**Objective 1:**
Give every line of the records below as a numbered list, omitting blank lines.
━━ Text extract ━━
[zeromq-dev] "Wakeup call" to a thread blocked inside zmq_poll()?

Michel Pelletier pelletier.michel at gmail.com
Mon Aug 13 21:04:27 CEST 2012


Ah, but this is probably not thread safe, sorry for the distraction,
use the PUSH/PULL pair. :)

-Michel

On Mon, Aug 13, 2012 at 11:59 AM, Michel Pelletier
<pelletier.michel at gmail.com> wrote:
> Using a waker socket is a great approach like MinRK said, FWIW it's
> not necessary to create a push and a pull socket, a single DEALER
> socket can connect to itself.  Here's a tweak of MinRK's diff:
>
> https://gist.github.com/3343232
>
> Lately I've been on a tirade of deprecating PUSH/PULL in my code in
> favor of DEALER in all cases, this looks like another nice case.
>
> -Michel
>
> On Mon, Aug 13, 2012 at 11:49 AM, MinRK <benjaminrk at gmail.com> wrote:
>>
>> On Mon, Aug 13, 2012 at 11:05 AM, Arthur O'Dwyer <arthur at push.am> wrote:
>>>
>>> Hi all,
>>>
>>> I'm trying to use ZMQ in what I guess (surprisingly to me) is an
>>> unconventional way. The salient points of our protocol are:
>>>
>>> - The connection has only two ends: exactly one client and exactly one
>>> server.
>>>
>>> - In fact, the labels "client" and "server" are mostly unnecessary;
>>> requests can originate on either side. Sometimes the client asks the
>>> server something, and sometimes the server asks the client something.
>>>
>>> - Answers to questions don't come right away (requests and replies are
>>> not nicely nested). If the client has two things to ask the server, it
>>> can do both requests at once, and the server can spawn two worker
>>> threads to compute the answers in parallel.
>>>
>>> I believe the architecture we need is a work queue on each side: when
>>> a client thread asks a question, it puts a request packet P_a and a
>>> timeout value T_a into the "outbox" and then waits on a condition
>>> variable associated with that transaction-ID. There's a master ZMQ
>>> thread with three responsibilies:
>>>
>>>     - Whenever the outbox is non-empty, pull a message from it and
>>> send it over the wire.
>>>     - Whenever a request comes in over the wire, spawn a new worker
>>> thread to handle that request.
━━━
**Objective 2:**
According to the mailing list message, which single socket type can connect to itself, so that a push and a pull socket are not both needed?
━━ Material for this exercise ━━
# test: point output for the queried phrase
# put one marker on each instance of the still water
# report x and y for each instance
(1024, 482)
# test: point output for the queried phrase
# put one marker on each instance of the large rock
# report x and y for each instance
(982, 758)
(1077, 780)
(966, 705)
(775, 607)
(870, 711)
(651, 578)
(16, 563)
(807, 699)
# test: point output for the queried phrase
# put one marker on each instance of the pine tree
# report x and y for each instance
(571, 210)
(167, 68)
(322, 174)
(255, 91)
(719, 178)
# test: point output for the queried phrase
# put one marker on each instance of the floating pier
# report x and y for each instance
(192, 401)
━━━
**Right answer 1:**
1. # test: point output for the queried phrase
2. # put one marker on each instance of the still water
3. # report x and y for each instance
4. (1024, 482)
5. # test: point output for the queried phrase
6. # put one marker on each instance of the large rock
7. # report x and y for each instance
8. (982, 758)
9. (1077, 780)
10. (966, 705)
11. (775, 607)
12. (870, 711)
13. (651, 578)
14. (16, 563)
15. (807, 699)
16. # test: point output for the queried phrase
17. # put one marker on each instance of the pine tree
18. # report x and y for each instance
19. (571, 210)
20. (167, 68)
21. (322, 174)
22. (255, 91)
23. (719, 178)
24. # test: point output for the queried phrase
25. # put one marker on each instance of the floating pier
26. # report x and y for each instance
27. (192, 401)

**Right answer 2:**
A DEALER socket.